====== Source document

Investment banks’ lending conduits have transformed the European commercial

mortgage backed securities market. Having scoured the UK for deals, the banks are now hunting for opportunities on the continent and as far afield as eastern Europe.

But in their eagerness to exploit this booming market, are the banks putting too much pressure on structures? Chris Dammers reports.

he big growth market of the past two years in European structured finance has been commercial mortgage backed securities.

Investment banks’ conduit lending operations have driven CMBS from being a fringe asset class in securitisation to a Eu65bn market, second only in size to residential mortgages.

Investors have poured in, searching for higher yield than is available on RMBS and diversified exposure to Europe’s booming commercial property markets.

The banks have come half way to meet the investors, too, by improving their post-launch reporting, making CMBS more attractive.

Barclays Capital estimates that investor demand for CMBS will grow by 44% in 2007 to reach about Eu95bn.

Traditional agency CMBS, even supplemented by the huge securitisations of rented housing in Germany, has not provided anything like enough supply to meet that demand.

Instead, investment banks have been setting up programmes to originate and securitise loans. Almost every major investment bank now engages in this activity and most have issued their own CMBS at least twice.

Twenty-one conduits issued 51 CMBS transactions in 2006, selling Eu36.9bn of paper. These figures are up from 17 conduits, 36 deals and Eu23.8bn of CMBS in 2005.

============
====== Supplied material

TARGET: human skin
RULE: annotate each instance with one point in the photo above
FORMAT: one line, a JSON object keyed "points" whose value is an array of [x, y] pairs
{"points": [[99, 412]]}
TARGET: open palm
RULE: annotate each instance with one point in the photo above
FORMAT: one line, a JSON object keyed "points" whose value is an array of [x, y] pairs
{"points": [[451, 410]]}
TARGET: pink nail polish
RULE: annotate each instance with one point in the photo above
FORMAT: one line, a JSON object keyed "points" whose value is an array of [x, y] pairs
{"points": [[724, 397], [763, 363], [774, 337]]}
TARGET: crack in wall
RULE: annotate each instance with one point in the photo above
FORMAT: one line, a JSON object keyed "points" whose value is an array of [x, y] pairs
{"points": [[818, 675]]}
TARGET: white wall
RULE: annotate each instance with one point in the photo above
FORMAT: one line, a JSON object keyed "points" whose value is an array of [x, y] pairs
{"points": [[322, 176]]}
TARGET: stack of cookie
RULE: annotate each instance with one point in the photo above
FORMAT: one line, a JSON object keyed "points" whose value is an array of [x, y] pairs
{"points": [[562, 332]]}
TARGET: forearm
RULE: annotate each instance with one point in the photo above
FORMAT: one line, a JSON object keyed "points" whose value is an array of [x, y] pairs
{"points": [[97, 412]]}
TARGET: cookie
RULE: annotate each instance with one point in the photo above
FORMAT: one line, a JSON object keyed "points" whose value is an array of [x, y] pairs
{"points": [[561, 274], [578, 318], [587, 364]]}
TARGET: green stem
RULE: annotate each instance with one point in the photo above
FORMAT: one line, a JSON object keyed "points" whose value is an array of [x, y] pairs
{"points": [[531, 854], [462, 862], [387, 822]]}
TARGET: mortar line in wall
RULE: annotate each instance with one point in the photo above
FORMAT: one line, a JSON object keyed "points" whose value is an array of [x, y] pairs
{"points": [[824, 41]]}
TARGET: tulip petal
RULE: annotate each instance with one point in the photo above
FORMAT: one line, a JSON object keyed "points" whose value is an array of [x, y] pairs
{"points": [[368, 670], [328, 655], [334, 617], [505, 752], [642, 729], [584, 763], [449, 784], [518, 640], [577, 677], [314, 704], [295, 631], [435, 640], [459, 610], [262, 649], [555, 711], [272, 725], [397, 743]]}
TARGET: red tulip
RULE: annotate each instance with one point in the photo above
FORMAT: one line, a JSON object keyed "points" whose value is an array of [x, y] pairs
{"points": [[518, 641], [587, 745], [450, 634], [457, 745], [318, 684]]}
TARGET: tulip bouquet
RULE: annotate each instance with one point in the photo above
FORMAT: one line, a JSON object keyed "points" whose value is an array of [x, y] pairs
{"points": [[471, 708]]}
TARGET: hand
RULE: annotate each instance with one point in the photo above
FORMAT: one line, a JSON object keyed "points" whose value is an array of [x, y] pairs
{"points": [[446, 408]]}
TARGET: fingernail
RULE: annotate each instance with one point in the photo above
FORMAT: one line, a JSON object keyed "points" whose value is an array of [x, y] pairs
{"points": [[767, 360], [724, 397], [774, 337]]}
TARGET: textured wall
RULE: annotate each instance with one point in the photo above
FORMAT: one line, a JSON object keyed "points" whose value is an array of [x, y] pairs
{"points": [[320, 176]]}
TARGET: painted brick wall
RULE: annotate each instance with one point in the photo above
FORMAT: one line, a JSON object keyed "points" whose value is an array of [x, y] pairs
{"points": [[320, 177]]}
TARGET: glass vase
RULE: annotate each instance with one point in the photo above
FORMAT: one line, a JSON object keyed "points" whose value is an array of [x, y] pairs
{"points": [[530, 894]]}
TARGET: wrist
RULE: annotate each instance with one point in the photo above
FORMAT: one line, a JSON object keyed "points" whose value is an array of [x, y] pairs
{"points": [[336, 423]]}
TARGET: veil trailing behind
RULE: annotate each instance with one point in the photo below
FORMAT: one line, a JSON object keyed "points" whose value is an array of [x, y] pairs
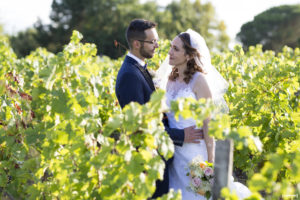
{"points": [[217, 84], [178, 180]]}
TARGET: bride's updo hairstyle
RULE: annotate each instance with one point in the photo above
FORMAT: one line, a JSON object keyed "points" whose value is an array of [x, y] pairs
{"points": [[192, 67]]}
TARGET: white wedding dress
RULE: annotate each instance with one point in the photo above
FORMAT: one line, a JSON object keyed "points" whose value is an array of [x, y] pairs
{"points": [[185, 153]]}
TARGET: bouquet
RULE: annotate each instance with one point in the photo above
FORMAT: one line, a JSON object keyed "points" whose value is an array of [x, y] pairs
{"points": [[201, 177]]}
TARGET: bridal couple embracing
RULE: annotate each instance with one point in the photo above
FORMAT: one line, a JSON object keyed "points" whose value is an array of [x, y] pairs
{"points": [[186, 72]]}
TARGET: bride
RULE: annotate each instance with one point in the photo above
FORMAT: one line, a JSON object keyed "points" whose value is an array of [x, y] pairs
{"points": [[192, 75]]}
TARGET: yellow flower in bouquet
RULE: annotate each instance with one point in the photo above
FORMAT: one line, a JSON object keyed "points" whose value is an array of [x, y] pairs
{"points": [[201, 177]]}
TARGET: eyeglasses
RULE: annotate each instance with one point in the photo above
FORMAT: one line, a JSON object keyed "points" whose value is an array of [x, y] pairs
{"points": [[154, 41]]}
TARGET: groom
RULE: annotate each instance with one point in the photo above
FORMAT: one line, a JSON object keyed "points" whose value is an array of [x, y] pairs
{"points": [[134, 83]]}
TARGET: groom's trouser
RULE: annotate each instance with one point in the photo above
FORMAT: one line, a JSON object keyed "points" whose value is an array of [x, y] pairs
{"points": [[162, 187]]}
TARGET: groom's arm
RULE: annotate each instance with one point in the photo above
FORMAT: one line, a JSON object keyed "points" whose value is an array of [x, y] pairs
{"points": [[177, 135]]}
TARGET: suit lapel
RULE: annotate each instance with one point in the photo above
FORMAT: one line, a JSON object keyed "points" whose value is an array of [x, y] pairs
{"points": [[147, 76], [145, 72]]}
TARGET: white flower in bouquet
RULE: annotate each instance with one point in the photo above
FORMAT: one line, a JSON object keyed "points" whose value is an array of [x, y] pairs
{"points": [[201, 177]]}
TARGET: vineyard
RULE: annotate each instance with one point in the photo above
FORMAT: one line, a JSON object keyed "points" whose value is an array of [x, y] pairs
{"points": [[64, 136]]}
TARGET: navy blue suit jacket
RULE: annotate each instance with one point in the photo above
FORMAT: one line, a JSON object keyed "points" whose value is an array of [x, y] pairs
{"points": [[134, 83]]}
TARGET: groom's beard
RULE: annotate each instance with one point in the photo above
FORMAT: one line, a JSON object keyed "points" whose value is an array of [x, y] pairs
{"points": [[144, 53]]}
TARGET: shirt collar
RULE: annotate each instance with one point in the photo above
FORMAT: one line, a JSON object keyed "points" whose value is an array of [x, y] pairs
{"points": [[142, 63]]}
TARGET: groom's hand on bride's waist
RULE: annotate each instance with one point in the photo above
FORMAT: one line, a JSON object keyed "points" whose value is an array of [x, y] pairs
{"points": [[193, 135]]}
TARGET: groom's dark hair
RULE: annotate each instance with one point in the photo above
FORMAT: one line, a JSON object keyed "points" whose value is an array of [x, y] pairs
{"points": [[136, 30]]}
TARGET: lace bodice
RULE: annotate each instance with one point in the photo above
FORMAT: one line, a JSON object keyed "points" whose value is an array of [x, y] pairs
{"points": [[175, 90]]}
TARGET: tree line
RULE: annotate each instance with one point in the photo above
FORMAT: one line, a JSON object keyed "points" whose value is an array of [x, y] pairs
{"points": [[104, 22]]}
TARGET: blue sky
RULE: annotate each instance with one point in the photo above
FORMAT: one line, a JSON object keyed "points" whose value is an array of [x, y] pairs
{"points": [[16, 15]]}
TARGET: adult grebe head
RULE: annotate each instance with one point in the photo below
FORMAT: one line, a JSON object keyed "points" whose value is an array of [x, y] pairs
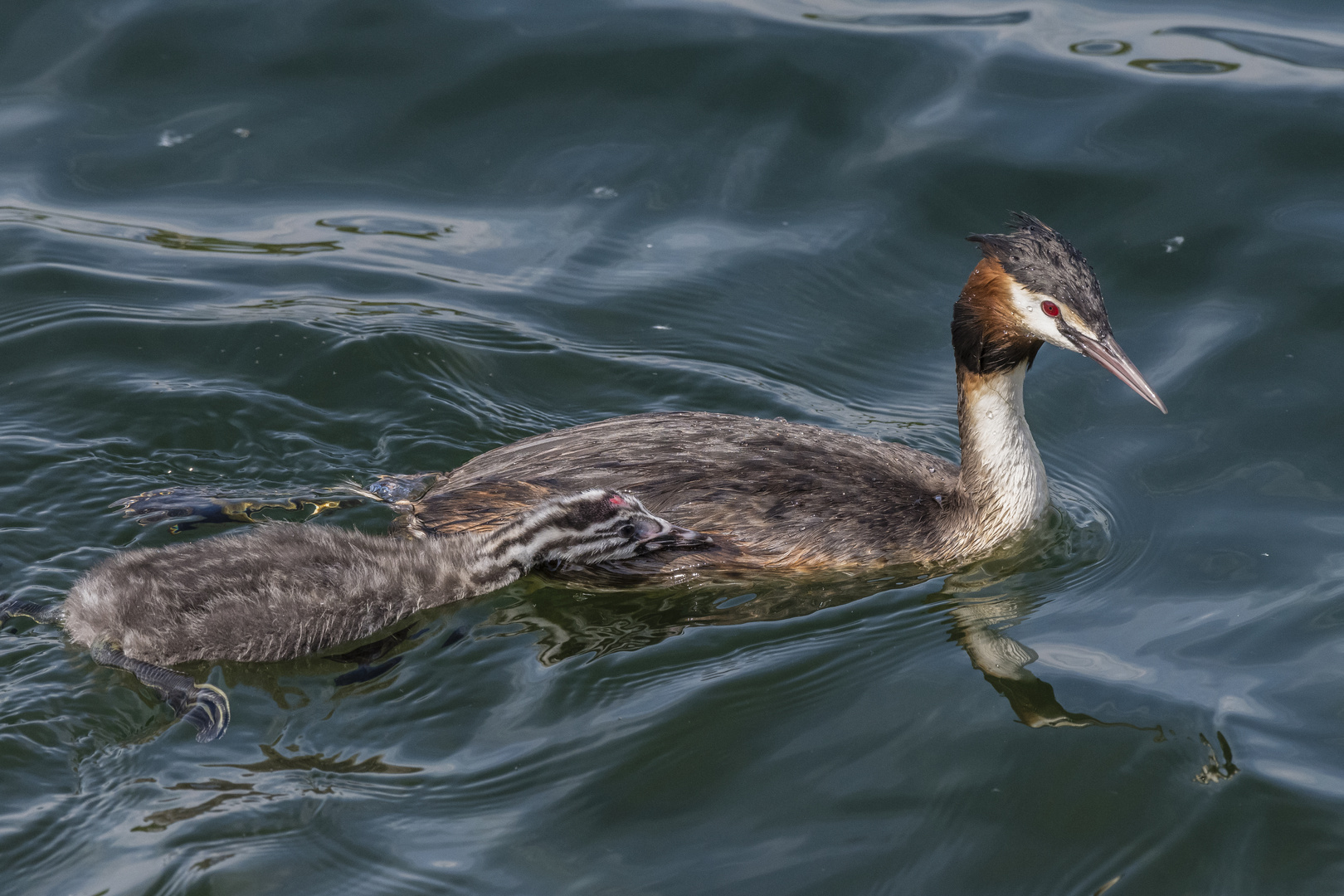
{"points": [[1032, 286]]}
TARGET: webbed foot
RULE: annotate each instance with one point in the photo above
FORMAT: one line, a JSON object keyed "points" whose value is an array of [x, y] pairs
{"points": [[35, 611], [197, 505], [205, 707], [208, 713]]}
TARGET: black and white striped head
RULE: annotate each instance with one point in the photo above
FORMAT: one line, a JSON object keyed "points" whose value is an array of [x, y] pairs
{"points": [[589, 527]]}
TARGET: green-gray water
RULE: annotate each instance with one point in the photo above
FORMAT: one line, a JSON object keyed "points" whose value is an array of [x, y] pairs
{"points": [[261, 247]]}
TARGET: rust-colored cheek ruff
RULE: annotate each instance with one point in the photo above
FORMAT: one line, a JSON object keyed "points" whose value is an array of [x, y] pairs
{"points": [[984, 327]]}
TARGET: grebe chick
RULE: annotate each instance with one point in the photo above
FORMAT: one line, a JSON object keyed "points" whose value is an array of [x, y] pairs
{"points": [[780, 494], [283, 590]]}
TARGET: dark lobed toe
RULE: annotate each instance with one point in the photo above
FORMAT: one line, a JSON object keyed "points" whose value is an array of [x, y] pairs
{"points": [[208, 715]]}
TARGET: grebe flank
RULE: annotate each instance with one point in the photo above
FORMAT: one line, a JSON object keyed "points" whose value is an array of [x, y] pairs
{"points": [[283, 590], [780, 494]]}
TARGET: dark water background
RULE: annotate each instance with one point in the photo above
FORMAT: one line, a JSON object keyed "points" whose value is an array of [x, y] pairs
{"points": [[258, 247]]}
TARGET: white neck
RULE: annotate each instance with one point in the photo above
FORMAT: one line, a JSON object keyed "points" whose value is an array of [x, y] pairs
{"points": [[1001, 465]]}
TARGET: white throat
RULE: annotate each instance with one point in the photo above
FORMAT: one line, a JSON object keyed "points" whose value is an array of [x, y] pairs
{"points": [[1001, 465]]}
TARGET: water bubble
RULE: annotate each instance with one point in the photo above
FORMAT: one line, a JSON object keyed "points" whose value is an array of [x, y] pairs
{"points": [[1099, 47], [1186, 66]]}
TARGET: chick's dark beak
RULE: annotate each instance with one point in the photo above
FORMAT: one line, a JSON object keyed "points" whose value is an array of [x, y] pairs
{"points": [[1108, 353], [655, 538]]}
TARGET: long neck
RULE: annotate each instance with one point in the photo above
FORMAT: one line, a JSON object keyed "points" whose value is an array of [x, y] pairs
{"points": [[1001, 466]]}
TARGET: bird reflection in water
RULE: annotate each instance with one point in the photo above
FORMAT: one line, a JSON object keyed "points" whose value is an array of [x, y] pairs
{"points": [[615, 620]]}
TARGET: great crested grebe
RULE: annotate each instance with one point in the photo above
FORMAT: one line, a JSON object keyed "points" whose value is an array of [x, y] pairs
{"points": [[780, 494], [284, 590]]}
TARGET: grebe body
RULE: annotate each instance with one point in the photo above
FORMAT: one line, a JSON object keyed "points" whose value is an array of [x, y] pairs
{"points": [[778, 494], [284, 590]]}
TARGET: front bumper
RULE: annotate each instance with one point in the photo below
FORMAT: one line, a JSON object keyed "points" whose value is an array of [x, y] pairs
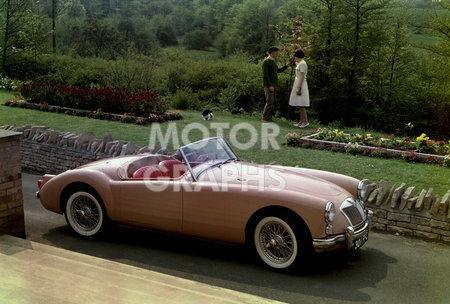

============

■ Stated goal
Retype the passage on commercial mortgage backed securities, beginning at the words "Investment banks’ conduit" and stopping after "to residential mortgages.". The lines have no connection to the text about commercial mortgage backed securities.

■ Exercise result
Investment banks’ conduit lending operations have driven CMBS from being a fringe asset class in securitisation to a Eu65bn market, second only in size to residential mortgages.